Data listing
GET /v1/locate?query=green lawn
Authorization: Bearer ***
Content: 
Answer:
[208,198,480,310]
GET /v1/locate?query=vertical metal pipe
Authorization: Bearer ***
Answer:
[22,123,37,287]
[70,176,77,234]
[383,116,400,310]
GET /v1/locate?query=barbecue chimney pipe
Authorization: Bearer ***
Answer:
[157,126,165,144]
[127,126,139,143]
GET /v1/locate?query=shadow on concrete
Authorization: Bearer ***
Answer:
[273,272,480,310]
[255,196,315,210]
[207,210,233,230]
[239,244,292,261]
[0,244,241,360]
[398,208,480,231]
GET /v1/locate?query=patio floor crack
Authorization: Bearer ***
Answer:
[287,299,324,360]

---

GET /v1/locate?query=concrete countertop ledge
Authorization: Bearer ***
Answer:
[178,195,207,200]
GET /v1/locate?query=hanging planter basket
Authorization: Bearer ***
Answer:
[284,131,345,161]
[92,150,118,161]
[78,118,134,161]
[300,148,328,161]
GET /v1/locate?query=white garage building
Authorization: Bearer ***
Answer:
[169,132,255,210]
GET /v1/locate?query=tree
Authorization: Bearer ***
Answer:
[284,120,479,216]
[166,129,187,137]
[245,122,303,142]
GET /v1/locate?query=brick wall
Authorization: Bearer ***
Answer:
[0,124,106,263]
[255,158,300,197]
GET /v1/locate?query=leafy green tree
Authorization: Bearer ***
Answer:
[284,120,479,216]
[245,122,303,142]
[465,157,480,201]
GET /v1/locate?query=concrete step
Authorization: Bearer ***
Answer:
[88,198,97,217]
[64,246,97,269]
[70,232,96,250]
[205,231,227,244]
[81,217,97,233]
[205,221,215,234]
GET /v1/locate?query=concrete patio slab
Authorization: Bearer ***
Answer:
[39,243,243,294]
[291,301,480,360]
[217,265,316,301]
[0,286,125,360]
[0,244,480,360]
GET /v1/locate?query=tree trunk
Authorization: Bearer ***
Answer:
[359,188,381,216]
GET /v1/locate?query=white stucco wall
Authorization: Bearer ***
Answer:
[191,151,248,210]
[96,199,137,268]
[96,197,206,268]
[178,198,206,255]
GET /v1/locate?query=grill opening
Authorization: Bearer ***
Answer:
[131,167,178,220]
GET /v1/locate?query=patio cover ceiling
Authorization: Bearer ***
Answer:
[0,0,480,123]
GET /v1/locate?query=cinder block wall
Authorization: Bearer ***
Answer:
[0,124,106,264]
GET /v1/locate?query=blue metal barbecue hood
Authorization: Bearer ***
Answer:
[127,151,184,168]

---

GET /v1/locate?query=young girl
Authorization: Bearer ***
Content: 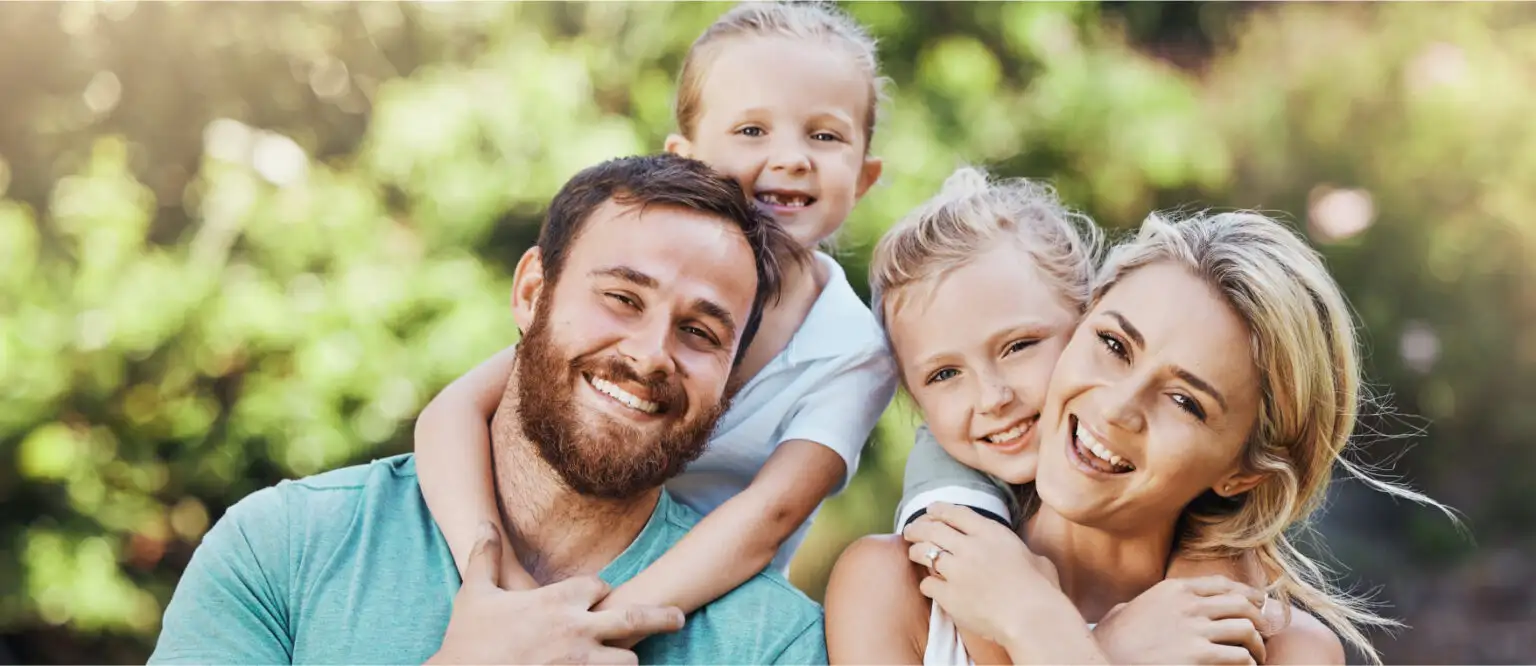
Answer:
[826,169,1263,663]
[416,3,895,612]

• Problem details:
Please render everything from the line containing "GET /v1/locate?query=green lawn" down to the line containing "[287,299,324,360]" as a Markdown table with the columns Row and Line, leaving out any blank lines.

• Written response:
| Row | Line |
|---|---|
| 1 | GET /v1/locate?query=green lawn |
| 2 | Authorization: Bearer *** |
| 3 | Content:  |
| 4 | Answer: |
| 5 | [208,198,480,310] |
| 6 | GET /v1/locate?query=vertical metal pipe |
| 7 | Authorization: Bearer *** |
| 8 | Answer: |
| 9 | [22,123,37,287] |
| 10 | [70,176,77,234] |
| 11 | [383,116,400,310] |
| 12 | GET /v1/locate?query=barbecue chimney pipe |
| 13 | Authorization: Bearer *** |
| 14 | Answer: |
| 15 | [157,126,165,144] |
| 16 | [127,126,139,143] |
| 17 | GET /v1/locate?query=shadow on concrete |
| 18 | Authorization: Bearer *** |
| 19 | Answer: |
| 20 | [273,272,480,310] |
| 21 | [255,196,315,210] |
| 22 | [207,210,233,230] |
| 23 | [239,244,292,261] |
| 24 | [0,244,241,360] |
| 25 | [398,208,480,231] |
| 26 | GET /v1/locate?query=patio floor crack |
| 27 | Authorization: Bearer *** |
| 28 | Answer: |
| 29 | [287,299,324,360] |